§ Brief: This exercise asks for the records to be retyped exactly as they read.
Top of Records shown
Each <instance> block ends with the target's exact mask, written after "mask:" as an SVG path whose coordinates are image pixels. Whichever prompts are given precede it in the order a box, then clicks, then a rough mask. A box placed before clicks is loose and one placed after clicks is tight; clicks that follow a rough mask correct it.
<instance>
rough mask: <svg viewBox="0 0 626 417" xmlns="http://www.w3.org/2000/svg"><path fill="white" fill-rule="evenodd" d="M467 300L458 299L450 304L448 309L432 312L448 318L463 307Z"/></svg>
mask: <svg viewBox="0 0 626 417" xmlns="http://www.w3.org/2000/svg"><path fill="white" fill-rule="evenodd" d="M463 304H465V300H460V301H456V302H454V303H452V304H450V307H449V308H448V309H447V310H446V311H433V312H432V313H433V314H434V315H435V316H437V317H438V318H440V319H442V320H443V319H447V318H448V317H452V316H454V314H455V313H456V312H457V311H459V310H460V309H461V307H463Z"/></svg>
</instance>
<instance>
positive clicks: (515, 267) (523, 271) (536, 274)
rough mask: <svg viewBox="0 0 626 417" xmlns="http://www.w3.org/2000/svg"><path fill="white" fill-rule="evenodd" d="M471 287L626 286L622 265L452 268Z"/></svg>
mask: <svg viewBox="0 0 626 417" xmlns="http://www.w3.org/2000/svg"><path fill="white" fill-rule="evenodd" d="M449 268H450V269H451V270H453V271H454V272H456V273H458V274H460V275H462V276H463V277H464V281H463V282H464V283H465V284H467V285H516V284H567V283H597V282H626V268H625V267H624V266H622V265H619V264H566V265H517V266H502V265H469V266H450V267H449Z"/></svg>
Bottom of Records shown
§ Reply to the task:
Each <instance> block ends with the target's exact mask, written after "mask:" as an SVG path whose coordinates are image pixels. Whichever prompts are given precede it in the order a box, then clicks, then a rough mask. A box placed before clicks is loose and one placed after clicks is tight; clicks that follow a rough mask correct it.
<instance>
rough mask: <svg viewBox="0 0 626 417" xmlns="http://www.w3.org/2000/svg"><path fill="white" fill-rule="evenodd" d="M467 300L458 299L450 304L448 309L432 312L448 318L463 307Z"/></svg>
mask: <svg viewBox="0 0 626 417" xmlns="http://www.w3.org/2000/svg"><path fill="white" fill-rule="evenodd" d="M463 304H465V300H460V301H456V302H454V303H452V304H450V307H449V308H448V309H447V310H446V311H433V312H432V313H433V314H434V315H435V316H437V317H438V318H440V319H442V320H443V319H447V318H448V317H452V316H454V314H455V313H456V312H457V311H459V310H460V309H461V307H463Z"/></svg>
</instance>
<instance>
positive clicks: (515, 267) (523, 271) (536, 274)
rough mask: <svg viewBox="0 0 626 417" xmlns="http://www.w3.org/2000/svg"><path fill="white" fill-rule="evenodd" d="M471 287L626 286L622 265L452 268Z"/></svg>
mask: <svg viewBox="0 0 626 417" xmlns="http://www.w3.org/2000/svg"><path fill="white" fill-rule="evenodd" d="M449 268H450V269H451V270H453V271H454V272H456V273H458V274H460V275H462V276H463V277H464V281H463V282H464V283H465V284H467V285H516V284H567V283H597V282H626V268H625V267H624V266H622V265H619V264H566V265H517V266H502V265H469V266H450V267H449Z"/></svg>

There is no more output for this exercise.